--- EXERCISE AIM ---
Reproduce all lines of the listing below in which the word "grass" occurs.

--- SOURCE MATERIAL ---

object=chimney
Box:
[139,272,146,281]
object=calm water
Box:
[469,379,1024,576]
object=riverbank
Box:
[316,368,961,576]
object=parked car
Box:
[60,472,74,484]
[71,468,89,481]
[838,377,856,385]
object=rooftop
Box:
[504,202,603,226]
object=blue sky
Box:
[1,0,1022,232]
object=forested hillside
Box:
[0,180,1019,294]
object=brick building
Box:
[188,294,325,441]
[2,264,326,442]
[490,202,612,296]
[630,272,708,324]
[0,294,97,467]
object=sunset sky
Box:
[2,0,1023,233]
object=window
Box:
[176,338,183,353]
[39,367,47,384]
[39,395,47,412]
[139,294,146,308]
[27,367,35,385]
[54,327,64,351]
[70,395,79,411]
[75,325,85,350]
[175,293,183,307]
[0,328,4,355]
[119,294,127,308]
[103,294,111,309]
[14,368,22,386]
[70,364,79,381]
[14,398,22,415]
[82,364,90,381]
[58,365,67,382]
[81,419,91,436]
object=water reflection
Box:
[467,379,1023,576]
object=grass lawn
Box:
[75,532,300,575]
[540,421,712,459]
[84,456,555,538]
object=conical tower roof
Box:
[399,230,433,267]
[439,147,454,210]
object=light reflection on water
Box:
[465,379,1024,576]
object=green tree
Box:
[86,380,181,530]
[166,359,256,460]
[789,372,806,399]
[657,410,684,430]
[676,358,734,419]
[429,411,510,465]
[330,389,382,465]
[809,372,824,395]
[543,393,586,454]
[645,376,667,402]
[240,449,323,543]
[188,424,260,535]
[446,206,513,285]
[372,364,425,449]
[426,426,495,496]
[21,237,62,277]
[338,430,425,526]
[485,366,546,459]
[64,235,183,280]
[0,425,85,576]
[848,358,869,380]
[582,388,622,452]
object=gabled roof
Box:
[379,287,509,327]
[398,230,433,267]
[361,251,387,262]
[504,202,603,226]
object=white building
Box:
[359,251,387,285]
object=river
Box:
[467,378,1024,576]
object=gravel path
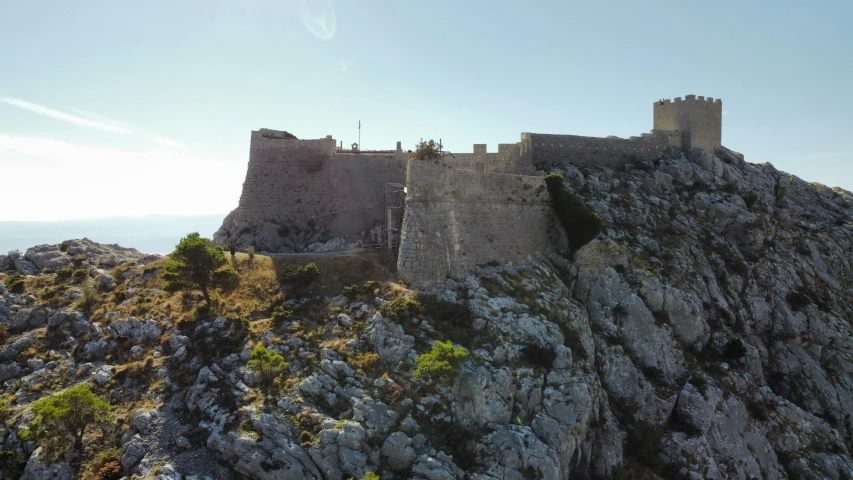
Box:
[146,393,234,479]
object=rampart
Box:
[521,130,682,167]
[218,94,725,274]
[396,160,557,285]
[654,95,722,151]
[219,129,407,251]
[441,142,538,174]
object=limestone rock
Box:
[121,434,147,472]
[108,317,161,344]
[20,447,74,480]
[381,431,416,470]
[368,313,415,364]
[132,408,158,435]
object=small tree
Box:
[162,232,234,304]
[409,139,441,161]
[30,384,111,454]
[248,345,288,387]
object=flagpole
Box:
[358,120,361,151]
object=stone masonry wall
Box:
[397,160,557,285]
[654,95,722,151]
[442,143,537,174]
[522,130,682,167]
[223,130,407,251]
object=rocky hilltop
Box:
[1,147,852,479]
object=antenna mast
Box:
[358,120,361,151]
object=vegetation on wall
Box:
[409,139,442,161]
[544,173,603,255]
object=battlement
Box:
[654,94,722,151]
[659,96,722,105]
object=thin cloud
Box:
[152,136,191,152]
[722,110,730,115]
[299,0,337,40]
[71,107,191,152]
[68,108,137,131]
[802,152,852,160]
[0,98,132,134]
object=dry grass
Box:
[216,254,279,318]
[320,338,351,354]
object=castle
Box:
[214,95,723,284]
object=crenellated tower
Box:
[653,95,722,152]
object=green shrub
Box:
[545,173,603,255]
[76,279,99,315]
[72,268,90,284]
[271,303,294,325]
[5,274,25,294]
[342,280,380,300]
[54,264,74,283]
[379,295,421,322]
[246,246,255,259]
[414,340,469,382]
[0,398,11,423]
[360,473,380,480]
[248,345,289,387]
[278,262,320,294]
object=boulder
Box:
[381,432,416,470]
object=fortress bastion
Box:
[215,95,724,284]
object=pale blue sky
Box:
[1,0,851,220]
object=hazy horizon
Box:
[0,214,228,255]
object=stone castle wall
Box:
[521,130,683,167]
[218,94,723,267]
[219,129,407,251]
[654,95,722,151]
[442,143,537,174]
[396,160,557,285]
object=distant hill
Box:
[0,214,227,255]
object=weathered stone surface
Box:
[381,431,416,470]
[108,317,161,344]
[121,434,148,472]
[20,447,73,480]
[368,313,415,364]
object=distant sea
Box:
[0,214,229,256]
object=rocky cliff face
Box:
[1,147,852,479]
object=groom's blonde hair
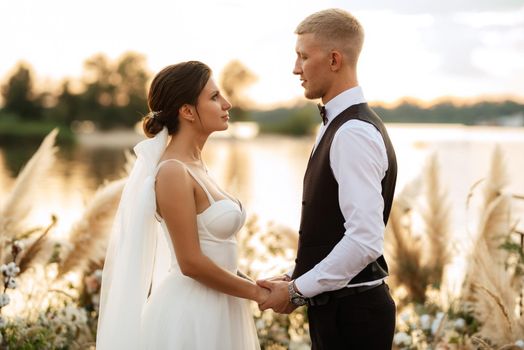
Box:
[295,8,364,67]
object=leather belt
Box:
[307,282,384,307]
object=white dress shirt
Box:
[292,86,389,298]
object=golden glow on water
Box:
[205,134,314,230]
[2,126,524,233]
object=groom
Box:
[257,8,397,349]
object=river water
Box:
[1,124,523,291]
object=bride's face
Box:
[195,78,232,132]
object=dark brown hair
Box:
[142,61,212,137]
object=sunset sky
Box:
[1,0,523,106]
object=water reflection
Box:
[202,135,313,229]
[1,125,523,238]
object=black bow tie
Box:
[317,104,328,125]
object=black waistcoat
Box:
[291,103,397,284]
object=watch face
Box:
[292,296,306,306]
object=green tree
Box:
[79,53,118,128]
[220,60,257,122]
[1,62,43,120]
[53,80,82,125]
[114,52,150,124]
[79,52,150,129]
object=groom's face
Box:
[293,33,331,100]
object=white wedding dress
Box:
[139,159,260,350]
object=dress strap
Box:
[155,159,215,204]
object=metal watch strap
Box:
[289,281,307,306]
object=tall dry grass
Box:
[479,146,511,264]
[0,129,58,266]
[421,153,451,288]
[0,128,127,281]
[0,129,128,347]
[57,178,125,277]
[386,152,451,304]
[471,239,521,344]
[462,146,523,346]
[0,129,58,256]
[16,215,57,273]
[386,201,429,303]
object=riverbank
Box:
[0,118,74,144]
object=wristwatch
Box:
[288,281,307,306]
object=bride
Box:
[96,61,268,349]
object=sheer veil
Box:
[96,127,170,349]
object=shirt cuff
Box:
[293,272,323,298]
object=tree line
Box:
[373,99,524,125]
[1,54,258,131]
[1,52,150,130]
[251,99,524,136]
[1,53,523,136]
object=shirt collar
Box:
[323,86,366,124]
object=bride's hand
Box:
[255,285,271,305]
[265,274,291,282]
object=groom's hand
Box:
[256,279,296,314]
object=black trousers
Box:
[308,283,396,350]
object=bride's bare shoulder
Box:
[156,159,192,188]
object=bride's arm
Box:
[237,270,254,282]
[156,162,269,304]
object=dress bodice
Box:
[142,158,259,350]
[154,159,246,273]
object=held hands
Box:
[255,284,271,305]
[256,275,298,314]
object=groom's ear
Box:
[329,51,343,72]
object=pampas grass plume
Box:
[58,178,126,277]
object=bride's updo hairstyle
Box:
[142,61,212,138]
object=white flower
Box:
[431,312,445,335]
[454,317,465,330]
[393,332,412,346]
[76,308,88,324]
[255,318,265,330]
[0,293,10,307]
[38,313,50,327]
[63,305,88,325]
[94,269,103,281]
[398,310,411,326]
[2,262,20,277]
[420,314,431,330]
[515,339,524,348]
[6,277,16,289]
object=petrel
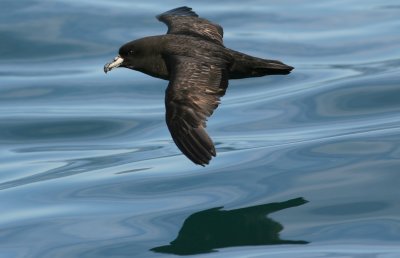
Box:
[104,6,293,166]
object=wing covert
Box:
[165,55,228,165]
[157,6,224,45]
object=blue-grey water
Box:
[1,1,400,257]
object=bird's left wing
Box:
[157,6,224,45]
[165,55,228,165]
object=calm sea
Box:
[1,0,400,257]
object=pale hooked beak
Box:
[104,55,124,73]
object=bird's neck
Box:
[133,36,169,80]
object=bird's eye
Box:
[129,50,134,55]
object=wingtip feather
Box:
[171,126,216,166]
[157,6,198,20]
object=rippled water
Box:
[1,1,400,257]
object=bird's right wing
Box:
[157,6,224,45]
[165,55,228,165]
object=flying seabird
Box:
[104,6,293,166]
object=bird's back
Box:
[161,34,232,66]
[161,34,293,79]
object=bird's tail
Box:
[228,49,293,79]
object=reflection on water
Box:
[152,198,308,255]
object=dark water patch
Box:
[311,140,394,156]
[379,4,400,9]
[0,118,137,143]
[115,167,152,175]
[328,58,400,75]
[312,202,389,216]
[0,145,161,191]
[0,31,105,61]
[314,72,400,118]
[0,69,88,78]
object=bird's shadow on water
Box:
[151,197,309,255]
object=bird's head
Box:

--- RESPONSE TO THE EXERCISE ---
object=grass lawn
object=dry grass
object=tall dry grass
object=pampas grass plume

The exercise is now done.